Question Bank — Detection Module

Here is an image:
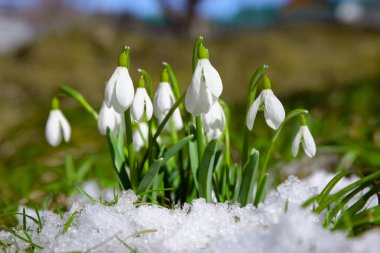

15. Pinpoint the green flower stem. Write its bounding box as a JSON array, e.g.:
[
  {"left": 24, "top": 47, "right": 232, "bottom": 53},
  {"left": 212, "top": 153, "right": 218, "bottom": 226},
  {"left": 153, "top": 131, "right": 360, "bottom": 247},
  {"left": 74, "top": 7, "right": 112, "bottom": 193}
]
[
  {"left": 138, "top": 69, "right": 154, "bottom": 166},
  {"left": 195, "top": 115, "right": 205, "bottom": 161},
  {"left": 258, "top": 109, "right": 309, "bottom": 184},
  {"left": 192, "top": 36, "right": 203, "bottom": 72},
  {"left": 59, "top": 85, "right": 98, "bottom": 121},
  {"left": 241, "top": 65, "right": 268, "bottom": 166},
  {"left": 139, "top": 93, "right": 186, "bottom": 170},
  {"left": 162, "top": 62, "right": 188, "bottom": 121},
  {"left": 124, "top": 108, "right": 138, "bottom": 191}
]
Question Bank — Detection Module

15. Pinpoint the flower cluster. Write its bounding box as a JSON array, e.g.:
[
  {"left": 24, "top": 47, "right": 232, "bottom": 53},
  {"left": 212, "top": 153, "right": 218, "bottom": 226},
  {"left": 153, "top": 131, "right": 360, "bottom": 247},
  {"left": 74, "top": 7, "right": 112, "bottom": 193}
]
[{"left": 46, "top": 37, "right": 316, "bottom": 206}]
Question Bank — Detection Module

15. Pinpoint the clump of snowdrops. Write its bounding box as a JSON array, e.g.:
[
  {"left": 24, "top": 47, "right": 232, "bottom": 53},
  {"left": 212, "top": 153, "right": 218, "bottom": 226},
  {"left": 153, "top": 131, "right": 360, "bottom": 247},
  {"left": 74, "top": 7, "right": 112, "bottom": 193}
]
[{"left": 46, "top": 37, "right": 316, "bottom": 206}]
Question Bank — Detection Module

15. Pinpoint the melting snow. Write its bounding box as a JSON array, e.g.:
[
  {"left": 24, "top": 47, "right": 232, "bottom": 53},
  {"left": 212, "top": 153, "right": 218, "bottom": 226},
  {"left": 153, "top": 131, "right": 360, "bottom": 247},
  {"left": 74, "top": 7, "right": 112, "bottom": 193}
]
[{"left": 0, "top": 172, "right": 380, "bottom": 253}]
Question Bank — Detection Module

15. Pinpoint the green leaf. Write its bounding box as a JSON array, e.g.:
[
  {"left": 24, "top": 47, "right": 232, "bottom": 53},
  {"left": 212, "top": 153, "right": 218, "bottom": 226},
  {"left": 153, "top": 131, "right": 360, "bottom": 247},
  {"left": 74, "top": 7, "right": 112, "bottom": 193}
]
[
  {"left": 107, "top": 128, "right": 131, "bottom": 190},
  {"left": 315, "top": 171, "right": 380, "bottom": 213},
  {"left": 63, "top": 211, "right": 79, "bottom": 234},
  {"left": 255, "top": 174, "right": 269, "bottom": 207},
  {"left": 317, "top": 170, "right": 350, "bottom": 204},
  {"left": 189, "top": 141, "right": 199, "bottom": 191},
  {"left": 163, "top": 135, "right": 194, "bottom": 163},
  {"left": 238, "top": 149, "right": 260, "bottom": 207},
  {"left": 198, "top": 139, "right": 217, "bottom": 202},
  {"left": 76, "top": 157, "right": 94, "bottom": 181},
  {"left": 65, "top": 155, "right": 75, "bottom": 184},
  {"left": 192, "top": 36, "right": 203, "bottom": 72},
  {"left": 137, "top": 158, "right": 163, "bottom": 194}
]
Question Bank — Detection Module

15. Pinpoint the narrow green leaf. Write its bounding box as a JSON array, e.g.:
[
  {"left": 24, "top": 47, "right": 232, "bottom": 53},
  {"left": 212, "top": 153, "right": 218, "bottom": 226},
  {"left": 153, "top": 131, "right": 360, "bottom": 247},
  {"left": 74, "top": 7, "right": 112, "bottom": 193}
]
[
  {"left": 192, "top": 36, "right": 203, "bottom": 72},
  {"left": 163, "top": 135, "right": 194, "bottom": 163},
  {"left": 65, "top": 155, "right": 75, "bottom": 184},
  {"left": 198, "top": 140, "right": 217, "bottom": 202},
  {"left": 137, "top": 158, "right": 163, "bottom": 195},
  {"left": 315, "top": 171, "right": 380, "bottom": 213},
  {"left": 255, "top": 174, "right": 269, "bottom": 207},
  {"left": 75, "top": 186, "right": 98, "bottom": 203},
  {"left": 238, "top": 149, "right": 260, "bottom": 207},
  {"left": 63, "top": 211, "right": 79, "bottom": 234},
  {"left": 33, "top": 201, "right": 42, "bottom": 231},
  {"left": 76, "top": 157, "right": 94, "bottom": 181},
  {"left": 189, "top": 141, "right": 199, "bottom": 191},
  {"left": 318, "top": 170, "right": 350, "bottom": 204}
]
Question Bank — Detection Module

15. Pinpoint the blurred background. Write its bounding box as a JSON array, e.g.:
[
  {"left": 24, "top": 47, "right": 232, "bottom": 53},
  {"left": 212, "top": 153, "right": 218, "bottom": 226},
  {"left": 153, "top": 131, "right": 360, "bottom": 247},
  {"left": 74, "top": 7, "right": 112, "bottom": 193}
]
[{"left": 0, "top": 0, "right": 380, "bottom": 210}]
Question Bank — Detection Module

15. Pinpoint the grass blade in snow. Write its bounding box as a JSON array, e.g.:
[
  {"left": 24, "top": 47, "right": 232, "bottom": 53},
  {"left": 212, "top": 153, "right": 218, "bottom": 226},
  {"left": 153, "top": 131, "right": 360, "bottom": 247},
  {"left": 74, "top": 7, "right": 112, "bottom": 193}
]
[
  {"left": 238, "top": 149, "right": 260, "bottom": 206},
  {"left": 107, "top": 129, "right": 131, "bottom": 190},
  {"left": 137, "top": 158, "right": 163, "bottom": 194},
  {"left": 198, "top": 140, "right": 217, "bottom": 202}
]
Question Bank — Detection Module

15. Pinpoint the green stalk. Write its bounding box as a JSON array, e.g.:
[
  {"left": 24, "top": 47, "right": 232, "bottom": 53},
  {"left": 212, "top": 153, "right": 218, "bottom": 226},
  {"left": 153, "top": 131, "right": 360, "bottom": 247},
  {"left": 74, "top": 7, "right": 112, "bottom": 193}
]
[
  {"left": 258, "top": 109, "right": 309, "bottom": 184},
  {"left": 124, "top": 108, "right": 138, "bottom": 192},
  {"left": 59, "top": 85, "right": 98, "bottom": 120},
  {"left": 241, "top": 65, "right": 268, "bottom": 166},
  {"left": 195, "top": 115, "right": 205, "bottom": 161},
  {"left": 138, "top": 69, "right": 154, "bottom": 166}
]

:: Exercise goal ::
Show every line of the data above that contains the word "Write". Case counts, so a line qualifies only if its capitalization matches.

:: Solution to the exercise ::
15. Pinpoint the green flower stem. Write its bounding box as a JSON array, e.g.:
15. Pinpoint the flower cluster. Write its bounding box as a JSON array, e.g.:
15. Pinpoint the clump of snowdrops. Write its bounding box as a JSON array, e.g.:
15. Pinpoint the melting snow. Write its bounding box as a JSON array, e.g.:
15. Pinpoint the green leaf. Write its bounding box as a JSON array, e.g.:
15. Pinpoint the narrow green leaf. Write its bounding box as a JSON array, e.g.:
15. Pinpoint the blurred background. Write its bounding box as a JSON array, e.g.:
15. Pinpoint the grass blade in snow. Write its bounding box as a JSON array, e.g.:
15. Pinpoint the green stalk. Write its bounding box as a JSON array, e.g.:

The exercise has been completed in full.